This exercise asks for every line of the material that includes the word "patterned".

------------------------------------

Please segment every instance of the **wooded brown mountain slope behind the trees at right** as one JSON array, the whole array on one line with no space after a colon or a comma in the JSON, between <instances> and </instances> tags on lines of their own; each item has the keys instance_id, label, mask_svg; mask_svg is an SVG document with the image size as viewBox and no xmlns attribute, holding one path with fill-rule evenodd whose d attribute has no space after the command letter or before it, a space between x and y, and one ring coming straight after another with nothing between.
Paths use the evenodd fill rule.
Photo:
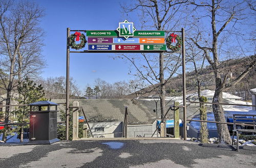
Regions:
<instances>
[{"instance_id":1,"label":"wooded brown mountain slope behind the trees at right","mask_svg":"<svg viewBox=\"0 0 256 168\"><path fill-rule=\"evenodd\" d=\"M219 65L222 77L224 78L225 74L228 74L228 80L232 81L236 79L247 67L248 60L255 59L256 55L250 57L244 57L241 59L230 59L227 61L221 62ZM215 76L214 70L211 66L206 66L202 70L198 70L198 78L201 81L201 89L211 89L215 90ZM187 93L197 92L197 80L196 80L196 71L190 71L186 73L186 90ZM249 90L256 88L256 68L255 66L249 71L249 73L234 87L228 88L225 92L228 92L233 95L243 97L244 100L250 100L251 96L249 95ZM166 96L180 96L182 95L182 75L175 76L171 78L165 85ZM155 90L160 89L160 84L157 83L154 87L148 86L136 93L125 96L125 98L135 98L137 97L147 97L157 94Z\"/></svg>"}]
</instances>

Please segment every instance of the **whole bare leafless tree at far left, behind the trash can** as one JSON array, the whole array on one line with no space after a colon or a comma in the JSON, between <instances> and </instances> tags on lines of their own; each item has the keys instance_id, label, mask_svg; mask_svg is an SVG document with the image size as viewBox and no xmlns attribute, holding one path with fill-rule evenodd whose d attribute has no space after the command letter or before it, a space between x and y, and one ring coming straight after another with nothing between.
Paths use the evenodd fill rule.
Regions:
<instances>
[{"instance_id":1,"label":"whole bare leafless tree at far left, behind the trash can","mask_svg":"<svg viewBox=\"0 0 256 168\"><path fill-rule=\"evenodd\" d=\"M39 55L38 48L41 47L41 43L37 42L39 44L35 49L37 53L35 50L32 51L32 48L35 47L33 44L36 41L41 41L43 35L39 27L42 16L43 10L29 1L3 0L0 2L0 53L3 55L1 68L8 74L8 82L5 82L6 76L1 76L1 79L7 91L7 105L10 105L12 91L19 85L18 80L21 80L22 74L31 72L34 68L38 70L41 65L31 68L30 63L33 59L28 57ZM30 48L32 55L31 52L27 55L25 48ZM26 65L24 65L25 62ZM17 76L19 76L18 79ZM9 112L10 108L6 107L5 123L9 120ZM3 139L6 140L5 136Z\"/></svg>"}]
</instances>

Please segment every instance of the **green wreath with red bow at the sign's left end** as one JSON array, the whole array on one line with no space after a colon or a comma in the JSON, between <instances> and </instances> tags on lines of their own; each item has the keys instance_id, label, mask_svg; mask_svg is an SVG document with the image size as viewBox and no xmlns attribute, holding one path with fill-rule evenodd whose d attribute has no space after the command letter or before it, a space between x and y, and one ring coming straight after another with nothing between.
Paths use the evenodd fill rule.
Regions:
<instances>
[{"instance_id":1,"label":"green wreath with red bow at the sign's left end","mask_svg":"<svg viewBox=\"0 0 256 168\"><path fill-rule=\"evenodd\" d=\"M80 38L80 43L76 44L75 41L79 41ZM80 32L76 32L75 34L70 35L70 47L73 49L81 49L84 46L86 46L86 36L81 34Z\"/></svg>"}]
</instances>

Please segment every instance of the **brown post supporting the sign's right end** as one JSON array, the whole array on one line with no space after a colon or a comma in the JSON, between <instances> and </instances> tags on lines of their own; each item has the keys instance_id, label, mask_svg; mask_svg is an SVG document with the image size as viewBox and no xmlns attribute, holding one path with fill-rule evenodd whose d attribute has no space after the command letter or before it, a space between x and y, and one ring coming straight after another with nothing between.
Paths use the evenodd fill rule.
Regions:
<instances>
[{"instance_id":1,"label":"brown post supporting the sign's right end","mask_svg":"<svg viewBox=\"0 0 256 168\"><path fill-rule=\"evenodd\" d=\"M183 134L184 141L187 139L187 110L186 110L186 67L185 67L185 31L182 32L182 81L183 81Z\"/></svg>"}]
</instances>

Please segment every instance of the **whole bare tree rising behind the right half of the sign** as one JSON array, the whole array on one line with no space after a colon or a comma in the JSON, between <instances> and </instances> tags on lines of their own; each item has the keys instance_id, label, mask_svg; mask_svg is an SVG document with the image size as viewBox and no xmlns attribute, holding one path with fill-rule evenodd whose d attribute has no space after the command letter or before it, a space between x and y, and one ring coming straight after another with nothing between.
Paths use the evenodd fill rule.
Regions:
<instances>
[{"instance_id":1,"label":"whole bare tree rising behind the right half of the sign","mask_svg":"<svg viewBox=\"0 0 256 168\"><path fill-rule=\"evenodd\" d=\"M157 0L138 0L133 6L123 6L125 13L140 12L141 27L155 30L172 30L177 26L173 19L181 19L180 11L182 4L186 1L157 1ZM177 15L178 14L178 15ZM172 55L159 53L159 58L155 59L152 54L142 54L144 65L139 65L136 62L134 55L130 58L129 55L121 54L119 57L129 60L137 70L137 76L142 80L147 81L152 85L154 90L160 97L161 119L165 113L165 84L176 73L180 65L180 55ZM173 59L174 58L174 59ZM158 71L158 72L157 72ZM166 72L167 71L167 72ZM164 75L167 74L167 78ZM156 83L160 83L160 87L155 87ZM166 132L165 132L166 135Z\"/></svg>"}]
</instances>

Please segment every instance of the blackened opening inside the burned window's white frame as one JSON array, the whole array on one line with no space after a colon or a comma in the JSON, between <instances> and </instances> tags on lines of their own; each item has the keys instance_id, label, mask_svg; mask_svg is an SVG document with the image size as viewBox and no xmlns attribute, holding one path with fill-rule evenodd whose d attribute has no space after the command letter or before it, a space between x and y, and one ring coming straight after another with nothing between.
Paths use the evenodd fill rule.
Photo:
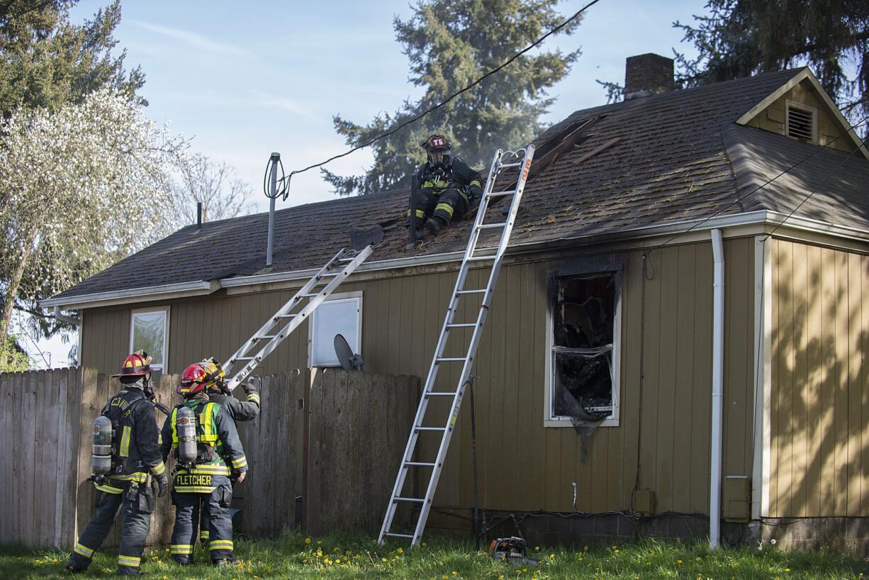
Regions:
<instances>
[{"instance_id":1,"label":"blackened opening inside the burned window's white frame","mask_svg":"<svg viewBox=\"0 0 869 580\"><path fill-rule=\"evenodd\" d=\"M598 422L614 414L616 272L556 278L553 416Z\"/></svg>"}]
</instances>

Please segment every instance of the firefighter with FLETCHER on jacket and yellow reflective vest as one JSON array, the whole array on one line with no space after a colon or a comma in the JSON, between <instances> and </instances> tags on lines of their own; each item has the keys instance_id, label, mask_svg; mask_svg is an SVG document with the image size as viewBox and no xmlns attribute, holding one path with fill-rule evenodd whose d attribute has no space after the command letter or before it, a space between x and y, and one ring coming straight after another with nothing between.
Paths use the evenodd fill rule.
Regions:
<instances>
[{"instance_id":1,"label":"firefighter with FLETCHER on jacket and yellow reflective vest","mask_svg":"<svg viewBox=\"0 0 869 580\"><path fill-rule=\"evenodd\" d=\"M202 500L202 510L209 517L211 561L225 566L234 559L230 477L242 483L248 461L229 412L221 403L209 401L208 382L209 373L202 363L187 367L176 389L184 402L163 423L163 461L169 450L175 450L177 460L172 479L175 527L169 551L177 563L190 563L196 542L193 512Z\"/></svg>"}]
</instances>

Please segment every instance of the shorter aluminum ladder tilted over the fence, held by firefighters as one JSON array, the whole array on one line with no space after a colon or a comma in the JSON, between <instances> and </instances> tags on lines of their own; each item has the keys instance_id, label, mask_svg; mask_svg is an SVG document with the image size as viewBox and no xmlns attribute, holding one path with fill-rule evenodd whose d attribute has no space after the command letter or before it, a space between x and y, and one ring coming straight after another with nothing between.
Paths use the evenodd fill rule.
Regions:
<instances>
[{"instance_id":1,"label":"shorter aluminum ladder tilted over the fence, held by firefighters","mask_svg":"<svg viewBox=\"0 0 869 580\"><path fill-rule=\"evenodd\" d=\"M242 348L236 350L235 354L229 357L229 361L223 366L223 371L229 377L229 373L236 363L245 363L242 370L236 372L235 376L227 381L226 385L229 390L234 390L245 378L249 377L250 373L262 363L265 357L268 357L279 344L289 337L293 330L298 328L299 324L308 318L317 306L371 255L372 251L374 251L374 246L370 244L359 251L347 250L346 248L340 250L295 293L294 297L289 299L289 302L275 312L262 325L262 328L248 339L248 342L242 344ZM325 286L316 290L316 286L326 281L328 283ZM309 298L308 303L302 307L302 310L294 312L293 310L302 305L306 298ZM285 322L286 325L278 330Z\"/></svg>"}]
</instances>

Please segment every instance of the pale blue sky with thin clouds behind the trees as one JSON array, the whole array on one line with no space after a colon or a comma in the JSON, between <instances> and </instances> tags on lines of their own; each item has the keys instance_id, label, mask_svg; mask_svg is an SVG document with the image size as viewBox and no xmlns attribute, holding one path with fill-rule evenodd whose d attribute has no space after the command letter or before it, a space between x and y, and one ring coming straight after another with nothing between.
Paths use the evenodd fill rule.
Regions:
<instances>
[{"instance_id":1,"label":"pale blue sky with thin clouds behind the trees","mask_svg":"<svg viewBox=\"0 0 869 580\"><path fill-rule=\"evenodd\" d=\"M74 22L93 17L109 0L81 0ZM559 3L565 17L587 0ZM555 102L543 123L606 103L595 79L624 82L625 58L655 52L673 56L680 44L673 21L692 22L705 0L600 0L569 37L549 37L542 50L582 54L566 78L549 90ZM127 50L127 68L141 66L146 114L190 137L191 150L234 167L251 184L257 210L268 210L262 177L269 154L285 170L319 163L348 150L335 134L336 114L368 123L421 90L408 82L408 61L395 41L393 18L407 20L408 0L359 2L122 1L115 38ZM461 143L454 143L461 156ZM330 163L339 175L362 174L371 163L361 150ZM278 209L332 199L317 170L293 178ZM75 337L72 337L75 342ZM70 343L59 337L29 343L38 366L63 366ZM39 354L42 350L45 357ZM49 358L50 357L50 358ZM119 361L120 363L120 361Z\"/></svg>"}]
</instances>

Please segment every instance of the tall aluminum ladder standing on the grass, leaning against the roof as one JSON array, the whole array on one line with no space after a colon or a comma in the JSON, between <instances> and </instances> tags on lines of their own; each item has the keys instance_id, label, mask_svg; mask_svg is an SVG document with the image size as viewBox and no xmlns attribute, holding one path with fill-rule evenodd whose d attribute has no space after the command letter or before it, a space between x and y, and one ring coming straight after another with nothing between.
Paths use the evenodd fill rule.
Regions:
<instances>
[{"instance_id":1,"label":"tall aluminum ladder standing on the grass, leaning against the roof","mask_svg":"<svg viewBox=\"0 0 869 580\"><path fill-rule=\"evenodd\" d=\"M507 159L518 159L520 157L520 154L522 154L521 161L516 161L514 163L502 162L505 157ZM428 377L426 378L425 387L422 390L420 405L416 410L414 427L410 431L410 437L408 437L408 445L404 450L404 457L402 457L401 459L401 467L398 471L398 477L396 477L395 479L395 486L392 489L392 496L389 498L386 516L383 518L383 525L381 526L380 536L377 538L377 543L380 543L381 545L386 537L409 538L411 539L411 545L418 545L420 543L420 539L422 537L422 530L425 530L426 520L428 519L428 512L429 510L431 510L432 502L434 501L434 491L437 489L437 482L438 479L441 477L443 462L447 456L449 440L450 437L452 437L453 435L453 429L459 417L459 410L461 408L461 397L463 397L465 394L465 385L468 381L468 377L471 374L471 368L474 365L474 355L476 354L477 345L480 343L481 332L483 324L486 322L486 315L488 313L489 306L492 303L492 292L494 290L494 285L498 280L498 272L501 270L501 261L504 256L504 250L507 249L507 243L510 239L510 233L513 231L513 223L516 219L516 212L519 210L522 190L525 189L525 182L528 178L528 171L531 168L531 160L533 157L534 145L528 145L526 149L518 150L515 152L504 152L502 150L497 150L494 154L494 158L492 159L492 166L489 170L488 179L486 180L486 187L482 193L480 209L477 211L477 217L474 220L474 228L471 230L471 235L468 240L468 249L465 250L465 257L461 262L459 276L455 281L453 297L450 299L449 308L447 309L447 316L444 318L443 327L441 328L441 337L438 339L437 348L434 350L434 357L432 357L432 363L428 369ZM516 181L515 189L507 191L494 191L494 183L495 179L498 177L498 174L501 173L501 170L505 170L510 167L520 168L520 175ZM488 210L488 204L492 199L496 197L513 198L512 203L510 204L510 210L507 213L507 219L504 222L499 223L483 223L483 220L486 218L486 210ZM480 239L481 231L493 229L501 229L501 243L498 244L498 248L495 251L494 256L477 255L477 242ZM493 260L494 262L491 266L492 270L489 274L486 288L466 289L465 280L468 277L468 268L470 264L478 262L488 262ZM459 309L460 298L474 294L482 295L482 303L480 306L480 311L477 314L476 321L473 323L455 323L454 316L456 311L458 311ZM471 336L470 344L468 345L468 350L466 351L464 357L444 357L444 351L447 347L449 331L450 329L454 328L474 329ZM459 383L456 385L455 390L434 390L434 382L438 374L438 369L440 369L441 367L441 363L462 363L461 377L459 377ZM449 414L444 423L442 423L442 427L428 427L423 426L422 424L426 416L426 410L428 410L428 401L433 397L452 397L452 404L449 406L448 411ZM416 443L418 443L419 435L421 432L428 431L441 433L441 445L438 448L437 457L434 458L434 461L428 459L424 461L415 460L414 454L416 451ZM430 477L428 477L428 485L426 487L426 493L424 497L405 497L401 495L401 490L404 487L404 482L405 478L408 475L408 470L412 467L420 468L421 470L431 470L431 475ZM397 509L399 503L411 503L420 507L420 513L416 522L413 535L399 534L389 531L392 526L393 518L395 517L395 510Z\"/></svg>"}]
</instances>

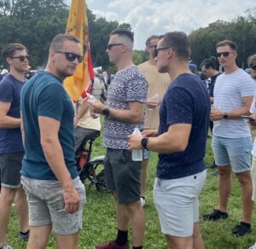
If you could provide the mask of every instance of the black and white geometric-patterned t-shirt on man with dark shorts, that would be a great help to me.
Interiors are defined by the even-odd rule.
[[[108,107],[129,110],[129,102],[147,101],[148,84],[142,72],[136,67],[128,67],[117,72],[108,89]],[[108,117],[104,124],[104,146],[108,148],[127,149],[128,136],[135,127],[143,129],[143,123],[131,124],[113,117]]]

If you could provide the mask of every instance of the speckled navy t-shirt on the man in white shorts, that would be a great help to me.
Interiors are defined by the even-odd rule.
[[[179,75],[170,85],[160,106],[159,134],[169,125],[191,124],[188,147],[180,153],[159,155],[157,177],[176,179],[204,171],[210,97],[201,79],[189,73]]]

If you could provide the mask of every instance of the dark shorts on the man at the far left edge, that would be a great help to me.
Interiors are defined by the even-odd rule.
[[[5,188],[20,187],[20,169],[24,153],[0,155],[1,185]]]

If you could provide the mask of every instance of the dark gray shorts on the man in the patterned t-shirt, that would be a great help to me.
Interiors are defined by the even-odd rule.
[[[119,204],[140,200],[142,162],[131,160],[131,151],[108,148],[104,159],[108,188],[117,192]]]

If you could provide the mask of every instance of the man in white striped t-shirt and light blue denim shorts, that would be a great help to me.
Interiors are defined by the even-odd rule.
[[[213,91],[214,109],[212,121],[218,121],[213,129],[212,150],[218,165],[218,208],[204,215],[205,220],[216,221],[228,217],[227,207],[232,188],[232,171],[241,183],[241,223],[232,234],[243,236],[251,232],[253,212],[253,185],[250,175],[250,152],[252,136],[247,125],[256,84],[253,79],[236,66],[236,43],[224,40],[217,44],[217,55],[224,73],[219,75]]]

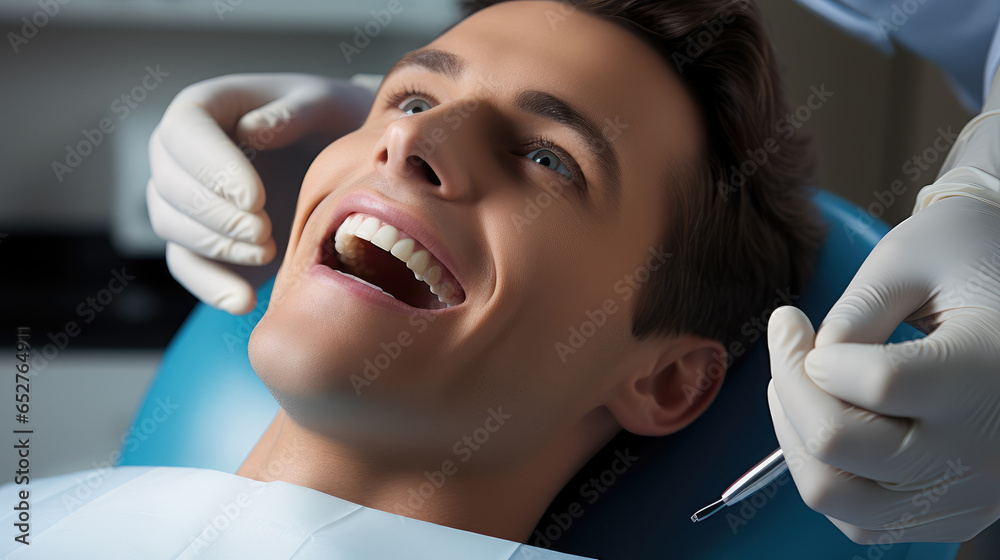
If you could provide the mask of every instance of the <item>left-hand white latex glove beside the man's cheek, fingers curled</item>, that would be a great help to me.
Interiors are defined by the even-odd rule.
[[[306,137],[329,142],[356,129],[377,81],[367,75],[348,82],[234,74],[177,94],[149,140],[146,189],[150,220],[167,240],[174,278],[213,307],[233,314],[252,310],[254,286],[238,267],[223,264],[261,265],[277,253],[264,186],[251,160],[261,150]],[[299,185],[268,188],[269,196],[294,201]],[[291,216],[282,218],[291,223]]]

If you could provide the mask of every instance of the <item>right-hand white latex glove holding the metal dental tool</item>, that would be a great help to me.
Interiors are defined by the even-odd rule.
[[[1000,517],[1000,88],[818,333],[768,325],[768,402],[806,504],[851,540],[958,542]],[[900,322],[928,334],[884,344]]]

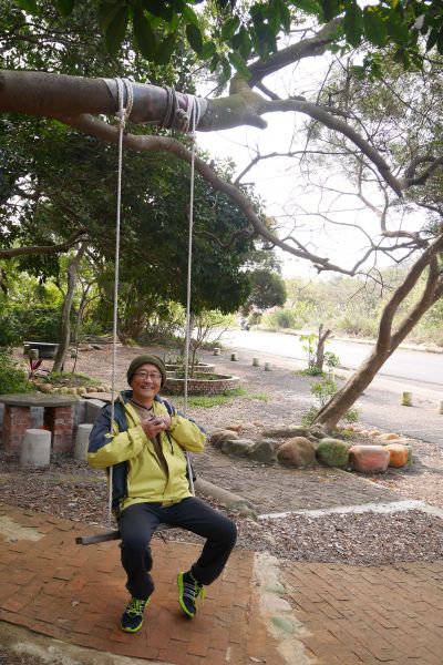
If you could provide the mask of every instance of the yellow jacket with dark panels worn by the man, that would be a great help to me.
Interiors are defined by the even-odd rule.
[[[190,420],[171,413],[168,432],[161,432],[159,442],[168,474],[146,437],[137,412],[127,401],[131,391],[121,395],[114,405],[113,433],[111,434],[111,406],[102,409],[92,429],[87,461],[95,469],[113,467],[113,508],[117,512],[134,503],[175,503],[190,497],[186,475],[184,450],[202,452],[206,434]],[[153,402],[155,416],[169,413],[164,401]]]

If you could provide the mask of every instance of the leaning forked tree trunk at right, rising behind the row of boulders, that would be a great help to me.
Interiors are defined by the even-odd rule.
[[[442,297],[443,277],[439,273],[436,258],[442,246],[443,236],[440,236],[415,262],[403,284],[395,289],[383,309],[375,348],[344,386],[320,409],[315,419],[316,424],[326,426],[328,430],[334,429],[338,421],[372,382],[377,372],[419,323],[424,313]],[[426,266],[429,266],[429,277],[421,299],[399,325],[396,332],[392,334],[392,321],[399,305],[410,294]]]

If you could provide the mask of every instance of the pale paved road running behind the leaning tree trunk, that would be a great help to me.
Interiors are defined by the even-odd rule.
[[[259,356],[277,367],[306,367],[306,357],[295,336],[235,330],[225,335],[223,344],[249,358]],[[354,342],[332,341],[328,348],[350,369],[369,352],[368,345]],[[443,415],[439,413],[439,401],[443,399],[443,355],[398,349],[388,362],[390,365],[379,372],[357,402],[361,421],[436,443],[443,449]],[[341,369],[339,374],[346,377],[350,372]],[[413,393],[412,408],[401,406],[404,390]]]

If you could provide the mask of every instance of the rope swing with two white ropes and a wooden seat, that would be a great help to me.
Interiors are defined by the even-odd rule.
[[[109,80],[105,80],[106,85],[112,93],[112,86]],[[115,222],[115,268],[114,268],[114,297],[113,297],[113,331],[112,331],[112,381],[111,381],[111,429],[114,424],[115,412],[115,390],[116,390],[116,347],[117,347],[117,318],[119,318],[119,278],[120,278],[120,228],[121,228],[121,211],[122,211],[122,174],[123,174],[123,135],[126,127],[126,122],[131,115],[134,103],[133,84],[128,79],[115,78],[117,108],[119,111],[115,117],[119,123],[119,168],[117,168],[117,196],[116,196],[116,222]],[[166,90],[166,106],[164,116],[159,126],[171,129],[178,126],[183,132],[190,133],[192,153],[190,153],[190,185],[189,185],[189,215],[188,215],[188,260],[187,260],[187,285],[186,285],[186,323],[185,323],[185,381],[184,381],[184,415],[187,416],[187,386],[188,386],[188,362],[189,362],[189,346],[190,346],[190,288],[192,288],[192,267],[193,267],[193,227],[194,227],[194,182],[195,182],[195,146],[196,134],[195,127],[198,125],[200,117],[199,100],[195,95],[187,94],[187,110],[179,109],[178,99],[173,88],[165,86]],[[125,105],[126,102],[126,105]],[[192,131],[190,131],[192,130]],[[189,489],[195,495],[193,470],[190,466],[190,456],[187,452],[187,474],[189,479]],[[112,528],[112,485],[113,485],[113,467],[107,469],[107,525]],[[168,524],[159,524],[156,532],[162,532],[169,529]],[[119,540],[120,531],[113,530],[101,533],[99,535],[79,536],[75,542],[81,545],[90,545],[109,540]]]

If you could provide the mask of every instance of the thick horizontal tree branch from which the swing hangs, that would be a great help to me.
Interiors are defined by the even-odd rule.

------------------------------------

* Task answer:
If you could provide the mask of every instance of the black and white geometric-patterned t-shirt on man with dark shorts, that would be a great help to me.
If you could provide the mask of every instance of the dark gray shorts on the man in the patterned t-shirt, that would be a great help to me.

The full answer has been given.